(Daten zur Bildannotation)
---+---

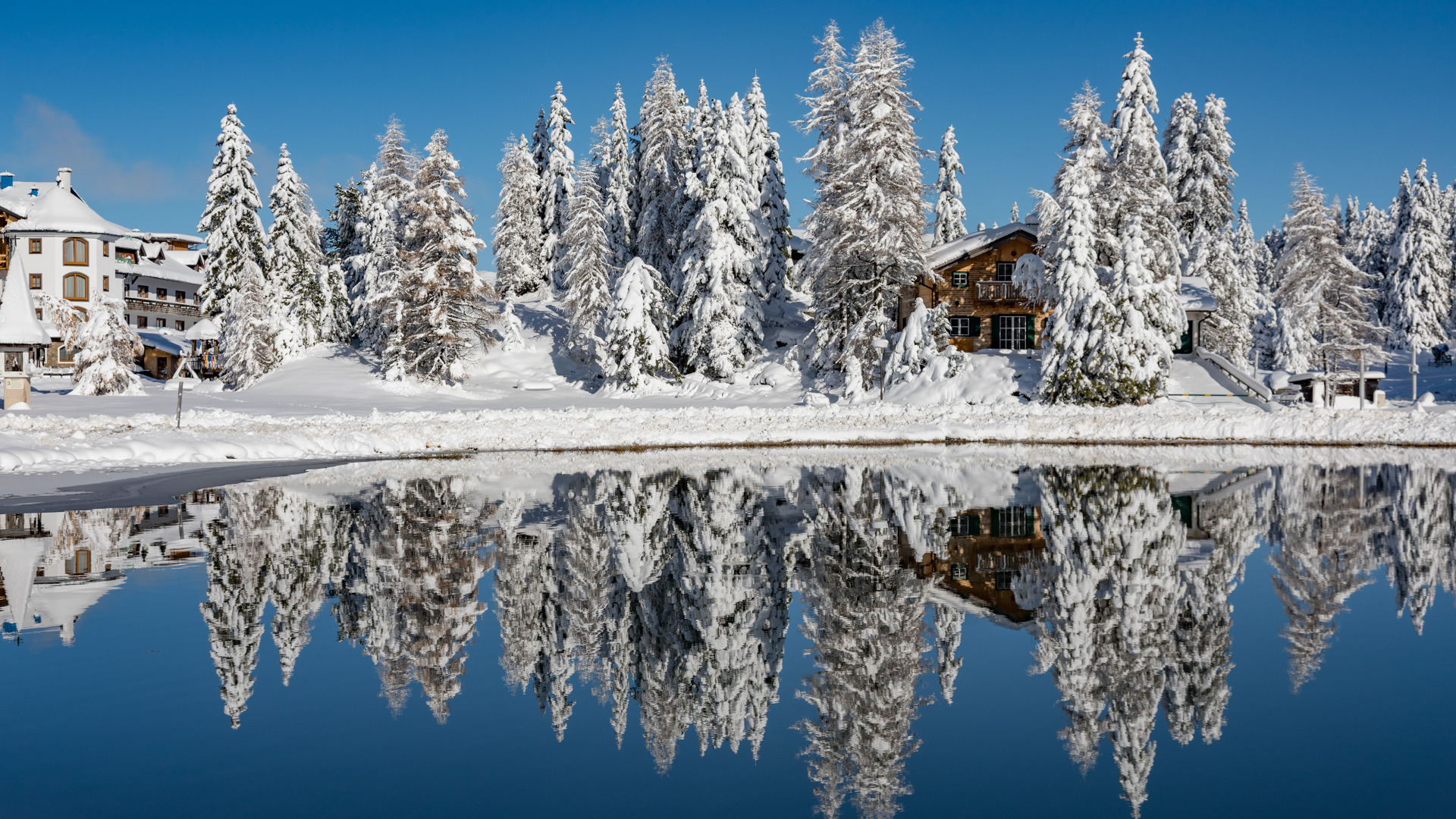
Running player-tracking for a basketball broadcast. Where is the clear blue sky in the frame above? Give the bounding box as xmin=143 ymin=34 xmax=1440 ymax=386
xmin=0 ymin=0 xmax=1456 ymax=244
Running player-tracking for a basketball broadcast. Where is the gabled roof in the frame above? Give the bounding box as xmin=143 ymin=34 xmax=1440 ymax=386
xmin=926 ymin=221 xmax=1037 ymax=270
xmin=0 ymin=179 xmax=55 ymax=218
xmin=6 ymin=185 xmax=131 ymax=236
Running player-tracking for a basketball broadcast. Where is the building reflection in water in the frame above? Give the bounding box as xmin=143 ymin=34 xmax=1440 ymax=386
xmin=0 ymin=459 xmax=1456 ymax=816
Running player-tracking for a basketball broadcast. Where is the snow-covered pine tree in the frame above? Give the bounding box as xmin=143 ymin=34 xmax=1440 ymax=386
xmin=384 ymin=131 xmax=497 ymax=381
xmin=632 ymin=57 xmax=689 ymax=271
xmin=601 ymin=83 xmax=636 ymax=268
xmin=1037 ymin=83 xmax=1119 ymax=403
xmin=196 ymin=105 xmax=266 ymax=315
xmin=1103 ymin=33 xmax=1187 ymax=403
xmin=1382 ymin=158 xmax=1451 ymax=351
xmin=350 ymin=117 xmax=419 ymax=353
xmin=793 ymin=20 xmax=850 ymax=293
xmin=671 ymin=95 xmax=763 ymax=379
xmin=491 ymin=136 xmax=546 ymax=297
xmin=218 ymin=265 xmax=280 ymax=389
xmin=930 ymin=125 xmax=965 ymax=245
xmin=804 ymin=20 xmax=934 ymax=383
xmin=71 ymin=288 xmax=141 ymax=395
xmin=1163 ymin=93 xmax=1201 ymax=242
xmin=560 ymin=158 xmax=617 ymax=367
xmin=597 ymin=256 xmax=677 ymax=392
xmin=1274 ymin=165 xmax=1383 ymax=372
xmin=538 ymin=83 xmax=576 ymax=290
xmin=744 ymin=77 xmax=793 ymax=326
xmin=264 ymin=143 xmax=325 ymax=353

---+---

Formatiere den Teil der Daten, der mit der Zeile beginnt, die „is the snow-covered“ enthält, und bis zum Ende der Daten reicht, beide Enden eingeschlossen, als Markdown-Tabelle. Verwende die Spalten „Nummer“ für eine fortlaufende Zeilennummer und „Datenzeile“ für die jeweilige Zeile, und lass Leerzeilen weg.

ANTWORT =>
| Nummer | Datenzeile |
|---|---|
| 1 | Running player-tracking for a basketball broadcast. Where is the snow-covered pine tree in the frame above? Give the bounding box as xmin=143 ymin=34 xmax=1440 ymax=386 |
| 2 | xmin=384 ymin=131 xmax=497 ymax=381 |
| 3 | xmin=632 ymin=57 xmax=689 ymax=271 |
| 4 | xmin=601 ymin=83 xmax=636 ymax=268 |
| 5 | xmin=1037 ymin=83 xmax=1119 ymax=403 |
| 6 | xmin=196 ymin=105 xmax=266 ymax=315 |
| 7 | xmin=1103 ymin=33 xmax=1187 ymax=403 |
| 8 | xmin=1382 ymin=158 xmax=1451 ymax=351 |
| 9 | xmin=350 ymin=117 xmax=419 ymax=353 |
| 10 | xmin=793 ymin=20 xmax=850 ymax=293 |
| 11 | xmin=671 ymin=95 xmax=763 ymax=379 |
| 12 | xmin=491 ymin=136 xmax=546 ymax=297 |
| 13 | xmin=218 ymin=265 xmax=280 ymax=389 |
| 14 | xmin=930 ymin=125 xmax=965 ymax=245 |
| 15 | xmin=804 ymin=20 xmax=934 ymax=383 |
| 16 | xmin=71 ymin=288 xmax=141 ymax=395 |
| 17 | xmin=1163 ymin=93 xmax=1201 ymax=242 |
| 18 | xmin=560 ymin=158 xmax=617 ymax=367 |
| 19 | xmin=597 ymin=256 xmax=677 ymax=392 |
| 20 | xmin=1274 ymin=165 xmax=1383 ymax=372 |
| 21 | xmin=538 ymin=83 xmax=576 ymax=290 |
| 22 | xmin=744 ymin=77 xmax=793 ymax=326 |
| 23 | xmin=264 ymin=143 xmax=325 ymax=353 |